-------- Given data --------

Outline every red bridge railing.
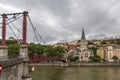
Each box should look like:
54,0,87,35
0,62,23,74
29,55,66,63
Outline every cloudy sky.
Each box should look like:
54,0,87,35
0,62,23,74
0,0,120,44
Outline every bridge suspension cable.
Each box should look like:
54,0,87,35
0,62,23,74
9,22,32,43
7,24,19,41
28,16,39,43
27,15,46,44
10,22,22,34
0,14,23,27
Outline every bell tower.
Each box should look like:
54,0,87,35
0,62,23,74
80,28,88,51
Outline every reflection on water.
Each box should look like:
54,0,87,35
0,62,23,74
31,67,120,80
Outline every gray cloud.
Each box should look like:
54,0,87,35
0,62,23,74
0,0,120,44
88,34,106,40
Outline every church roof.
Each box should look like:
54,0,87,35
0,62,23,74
82,49,93,52
81,28,86,40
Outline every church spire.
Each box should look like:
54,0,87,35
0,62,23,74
81,28,86,40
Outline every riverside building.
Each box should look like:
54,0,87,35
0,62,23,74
106,45,120,62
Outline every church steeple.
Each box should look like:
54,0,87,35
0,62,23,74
81,28,86,40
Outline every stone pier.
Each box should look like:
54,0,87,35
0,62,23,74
0,44,32,80
0,46,8,61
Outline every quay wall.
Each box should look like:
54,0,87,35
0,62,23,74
29,62,120,67
69,62,120,67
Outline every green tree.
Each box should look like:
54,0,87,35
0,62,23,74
88,41,94,45
45,45,65,58
67,56,79,62
28,44,65,57
67,55,73,62
45,45,55,56
8,44,19,55
34,44,44,55
101,40,106,44
112,56,118,62
89,55,101,62
115,38,120,44
28,43,45,56
73,56,79,62
54,46,65,57
7,40,18,45
28,43,36,55
94,55,101,62
88,47,98,56
89,56,94,61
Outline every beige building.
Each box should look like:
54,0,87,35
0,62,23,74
53,43,64,47
106,45,120,62
92,40,101,45
67,40,78,45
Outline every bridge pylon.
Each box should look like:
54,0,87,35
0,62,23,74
19,11,31,80
0,13,8,60
0,11,32,80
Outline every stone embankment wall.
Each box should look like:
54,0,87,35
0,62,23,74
0,58,31,80
0,58,23,80
69,62,120,67
29,62,120,67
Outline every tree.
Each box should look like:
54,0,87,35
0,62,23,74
35,44,44,55
7,40,18,45
112,56,118,62
88,47,98,56
28,44,65,58
8,44,19,55
67,55,73,62
89,56,94,61
89,55,101,62
45,45,55,56
88,41,94,45
116,39,120,44
28,43,45,56
45,45,65,58
54,46,65,58
94,55,101,62
28,43,36,55
101,40,106,44
67,56,79,62
73,56,79,62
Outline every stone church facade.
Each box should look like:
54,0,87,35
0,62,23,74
78,28,93,62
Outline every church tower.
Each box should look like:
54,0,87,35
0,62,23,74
80,28,88,51
81,28,86,40
78,28,93,62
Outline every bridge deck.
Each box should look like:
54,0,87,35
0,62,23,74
29,56,66,62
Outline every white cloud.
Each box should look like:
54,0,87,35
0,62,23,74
0,3,22,13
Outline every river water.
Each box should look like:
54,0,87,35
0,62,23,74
31,67,120,80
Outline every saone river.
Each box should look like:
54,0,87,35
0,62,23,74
31,67,120,80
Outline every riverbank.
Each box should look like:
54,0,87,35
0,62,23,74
29,62,120,67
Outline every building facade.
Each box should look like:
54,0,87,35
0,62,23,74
97,47,106,60
106,45,120,62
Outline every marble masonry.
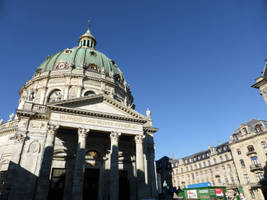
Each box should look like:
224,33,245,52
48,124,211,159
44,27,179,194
0,24,158,200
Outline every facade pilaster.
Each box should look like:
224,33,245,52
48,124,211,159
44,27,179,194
109,131,121,200
35,124,59,200
40,87,48,104
71,128,89,200
1,131,28,200
64,85,70,100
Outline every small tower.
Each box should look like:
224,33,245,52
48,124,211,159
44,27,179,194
78,20,96,48
252,59,267,105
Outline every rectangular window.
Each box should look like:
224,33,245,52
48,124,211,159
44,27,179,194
250,189,256,199
216,167,219,173
225,177,229,185
227,164,232,172
256,173,264,181
244,174,250,184
230,176,235,184
0,171,7,193
210,169,213,176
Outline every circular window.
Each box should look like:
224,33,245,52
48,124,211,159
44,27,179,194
56,62,69,70
64,49,72,54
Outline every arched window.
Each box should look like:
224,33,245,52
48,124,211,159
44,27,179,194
237,149,241,155
220,156,223,162
225,154,229,160
85,150,101,167
242,127,248,134
240,159,245,168
208,160,211,166
213,158,217,164
255,124,263,133
227,164,232,172
84,90,95,97
47,89,62,103
247,145,255,152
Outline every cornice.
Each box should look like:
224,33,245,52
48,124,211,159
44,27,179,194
229,131,267,145
16,109,48,120
22,72,126,93
251,77,267,88
172,159,235,174
144,126,158,133
0,121,18,135
49,106,147,124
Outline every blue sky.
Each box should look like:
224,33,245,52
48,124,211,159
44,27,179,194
1,0,267,159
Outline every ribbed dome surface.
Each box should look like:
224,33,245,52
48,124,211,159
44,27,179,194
38,46,124,81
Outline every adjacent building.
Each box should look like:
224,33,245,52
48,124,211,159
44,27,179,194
229,119,267,199
170,143,239,196
0,24,158,200
156,119,267,200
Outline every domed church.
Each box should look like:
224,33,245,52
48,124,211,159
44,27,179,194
0,23,158,200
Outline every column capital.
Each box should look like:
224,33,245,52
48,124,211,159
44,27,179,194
110,131,121,143
47,124,59,135
135,134,145,144
78,128,90,138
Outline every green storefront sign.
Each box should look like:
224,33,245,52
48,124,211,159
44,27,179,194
183,186,226,200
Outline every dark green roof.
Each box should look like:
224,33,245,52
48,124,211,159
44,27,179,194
38,46,124,81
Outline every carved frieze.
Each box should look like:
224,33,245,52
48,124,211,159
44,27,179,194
9,133,27,143
29,121,46,130
27,140,41,154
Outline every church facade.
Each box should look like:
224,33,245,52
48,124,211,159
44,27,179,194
0,25,158,200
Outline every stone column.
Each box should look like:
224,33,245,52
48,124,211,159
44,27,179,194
35,124,59,200
109,132,121,200
147,142,157,198
72,128,89,200
135,134,146,199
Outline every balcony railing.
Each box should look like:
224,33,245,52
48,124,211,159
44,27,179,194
246,151,257,156
250,164,263,172
250,182,261,189
23,102,47,113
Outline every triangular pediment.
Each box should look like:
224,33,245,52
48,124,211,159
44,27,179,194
48,94,147,121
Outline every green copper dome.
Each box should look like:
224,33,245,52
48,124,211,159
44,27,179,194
36,26,124,82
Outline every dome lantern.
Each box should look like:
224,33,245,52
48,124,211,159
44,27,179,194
78,20,96,48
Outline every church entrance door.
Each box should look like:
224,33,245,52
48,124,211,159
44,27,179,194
83,168,99,200
119,170,130,200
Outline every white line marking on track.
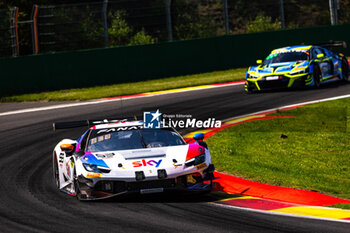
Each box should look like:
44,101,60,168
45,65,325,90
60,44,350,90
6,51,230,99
223,94,350,122
211,203,350,224
0,82,244,117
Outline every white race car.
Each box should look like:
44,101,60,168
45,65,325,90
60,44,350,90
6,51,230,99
53,120,215,200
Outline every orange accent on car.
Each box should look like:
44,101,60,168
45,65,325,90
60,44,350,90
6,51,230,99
86,172,102,178
60,144,74,152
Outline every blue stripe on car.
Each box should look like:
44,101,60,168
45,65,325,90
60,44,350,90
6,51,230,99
80,153,109,167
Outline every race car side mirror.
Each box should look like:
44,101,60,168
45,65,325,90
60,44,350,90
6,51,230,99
256,60,262,64
317,54,324,59
60,144,75,153
193,133,205,141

--------

Instructions to follow: Copy the data word for word and omit every picture.

Answer area:
Outline every red bridge railing.
Each box should look like:
54,0,87,35
0,62,23,74
29,55,66,63
Outline every cloudy sky.
Each box should look like:
54,0,87,35
0,62,23,74
0,0,120,44
Outline every bridge suspension cable.
Each box should look like:
54,0,87,35
0,62,23,74
9,22,32,43
7,24,19,41
28,16,39,43
27,15,46,44
10,22,22,34
0,14,23,27
Outline every bell tower.
Each box should look like:
54,0,87,35
0,62,23,74
80,28,88,51
Outline every reflection on water.
Each box should look like:
54,0,87,35
0,62,23,74
31,67,120,80
Outline every gray cloud.
Each box should look like:
54,0,87,35
0,62,23,74
0,0,120,44
88,34,106,40
Outline every church roof.
Each box should look like:
54,0,87,35
0,62,23,74
82,49,93,52
81,28,86,40
Outline every church spire.
Each box should look like:
54,0,87,35
0,62,23,74
81,28,86,40
Outline every riverside building.
Each box should look like:
54,0,87,35
0,62,23,74
106,45,120,62
Outline every church steeple.
Each box should look like:
54,0,87,35
0,62,23,74
81,28,86,40
Outline every stone pier.
Each box should look like:
54,0,87,35
0,62,23,74
0,44,32,80
0,46,8,61
Outline every quay wall.
Each box should look like:
54,0,87,35
0,62,23,74
29,62,120,67
69,62,120,67
Outline every green tree.
Each box should look like:
54,0,87,35
0,62,23,74
88,41,94,45
45,45,65,58
67,56,79,62
28,44,65,57
67,55,73,62
45,45,55,56
8,44,19,55
34,44,44,55
101,40,106,44
112,56,118,62
89,55,101,62
115,38,120,44
28,43,45,56
73,56,79,62
54,46,65,57
7,40,18,45
28,43,36,55
94,55,101,62
88,47,98,56
89,56,94,61
Outline every beige building.
Each box should look like:
54,0,87,35
0,62,23,74
53,43,64,47
106,45,120,62
92,40,101,45
67,40,78,45
Outline every bridge pylon.
Each box should look like:
54,0,87,35
0,62,23,74
19,11,31,80
0,13,8,60
0,11,32,80
Outline every stone embankment wall.
Each box should look like:
54,0,87,35
0,62,23,74
0,58,31,80
0,58,23,80
69,62,120,67
29,62,120,67
Outline every tree.
Each box should look like:
54,0,87,35
0,62,23,74
35,44,44,55
7,40,18,45
112,56,118,62
88,47,98,56
28,44,65,58
8,44,19,55
67,55,73,62
89,56,94,61
89,55,101,62
45,45,55,56
88,41,94,45
116,39,120,44
28,43,45,56
45,45,65,58
54,46,65,58
94,55,101,62
28,43,36,55
101,40,106,44
67,56,79,62
73,56,79,62
Outline every stone church facade.
Each box should look like:
54,0,87,35
0,62,23,74
78,28,93,62
Outline every church tower.
Each box should look like:
54,0,87,35
0,62,23,74
80,28,88,51
81,28,86,40
78,28,93,62
Outline every bridge deck.
Each box should look like:
54,0,87,35
0,62,23,74
29,56,66,62
Outline every white cloud.
Each box should look like:
54,0,87,35
0,62,23,74
0,3,22,13
Outline every river water.
Each box should look like:
54,0,87,35
0,62,23,74
31,67,120,80
Outline every saone river.
Each box should look like:
54,0,87,35
0,62,23,74
31,67,120,80
Outline every riverbank.
Each box should look like:
54,0,87,35
0,62,23,74
29,62,120,67
Outline every building facade.
Each box should look like:
54,0,87,35
0,62,23,74
97,47,106,60
106,45,120,62
Outline every marble masonry.
Each box should look like:
224,33,245,52
48,124,211,159
44,27,179,194
0,24,158,200
Outline every facade pilaster.
Each box should look like:
224,33,245,52
48,124,211,159
44,27,179,194
109,131,121,200
35,124,59,200
40,87,48,104
71,128,89,200
1,131,28,200
64,85,70,100
Outline every small tower.
Each box should look like:
224,33,245,52
48,124,211,159
44,27,179,194
78,20,96,48
252,59,267,105
Outline every rectangular window.
Each box should look like:
224,33,245,52
48,124,211,159
44,27,179,194
250,189,256,199
216,167,219,173
225,177,229,185
227,164,232,172
256,173,264,181
244,174,250,184
230,176,235,184
0,171,7,193
210,169,213,176
Outline every circular window.
Each box should look like:
224,33,245,52
48,124,211,159
44,27,179,194
56,62,69,70
64,49,72,54
Outline every arched window.
Each box should look like:
224,33,245,52
48,124,211,159
44,27,179,194
237,149,241,155
220,156,223,162
225,154,229,160
85,150,101,167
242,127,248,134
240,159,245,168
208,160,211,166
213,158,217,164
255,124,263,133
227,164,232,172
84,90,95,97
47,89,62,103
247,145,255,152
Outline every cornice.
Each box should look like:
224,33,245,52
48,124,211,159
44,27,179,194
229,131,267,145
16,109,48,120
22,72,126,93
251,77,267,88
172,159,235,174
144,126,158,133
0,121,18,135
49,106,147,124
Outline every blue sky.
Each box should look like:
224,33,245,52
48,124,211,159
44,27,179,194
1,0,267,159
Outline every ribbed dome surface.
Each box should look like:
224,33,245,52
48,124,211,159
44,27,179,194
38,46,124,81
Outline every adjacent building.
Each box should look like:
224,33,245,52
48,124,211,159
44,27,179,194
229,119,267,199
170,143,239,196
0,24,158,200
156,119,267,200
Outline every domed church.
Each box should look like:
224,33,245,52
48,124,211,159
44,27,179,194
0,23,158,200
Outline every column capital.
Each box should look like:
224,33,245,52
48,124,211,159
44,27,179,194
110,131,121,143
47,124,59,135
135,134,145,144
78,128,90,138
Outline every green storefront sign.
Each box should look like:
224,33,245,52
48,124,211,159
44,27,179,194
183,186,226,200
Outline every dark green roof.
Each box should look like:
224,33,245,52
48,124,211,159
44,27,179,194
38,46,124,81
Outline every carved frieze.
Each box should look like:
224,33,245,52
48,124,211,159
44,27,179,194
9,133,27,143
29,121,46,130
27,140,41,154
Outline every church facade.
Each box should look like:
224,33,245,52
48,124,211,159
44,27,179,194
0,25,158,200
Outline every stone column.
Each box should look like:
224,33,245,52
48,124,211,159
44,27,179,194
35,124,59,200
109,132,121,200
147,142,157,198
72,128,89,200
135,134,146,199
Outline every balcony railing.
Each box should look like:
224,33,245,52
48,124,211,159
44,27,179,194
246,151,257,156
250,164,263,172
250,182,261,189
23,102,47,113
Outline every triangular pediment.
Each box should look like:
224,33,245,52
48,124,211,159
44,27,179,194
48,94,147,121
Outline every green copper dome.
Each box should look like:
224,33,245,52
48,124,211,159
44,27,179,194
36,26,124,82
Outline every dome lantern.
Each box should look like:
224,33,245,52
48,124,211,159
44,27,179,194
78,20,96,48
Outline every church entrance door.
Each box should look like:
224,33,245,52
48,124,211,159
44,27,179,194
83,168,99,200
119,170,130,200
Outline every white line marking on track.
Each box should look like:
44,101,60,168
45,65,325,90
60,44,350,90
6,51,230,99
223,94,350,122
211,203,350,224
0,82,244,117
Outline every white race car.
Each box should look like:
44,101,60,168
45,65,325,90
60,44,350,90
6,51,230,99
53,120,215,200
Outline every orange accent on car.
Each box should look like:
44,101,60,168
45,65,325,90
60,44,350,90
6,51,230,99
86,172,102,178
60,144,74,152
Outline every blue stripe on car.
Each box should look like:
44,101,60,168
45,65,325,90
60,44,350,90
6,51,230,99
80,153,109,167
Outline every race car side mirror.
Each box should look like:
44,101,60,168
45,65,325,90
60,44,350,90
6,51,230,99
256,60,262,64
317,54,324,59
60,144,75,153
193,133,205,141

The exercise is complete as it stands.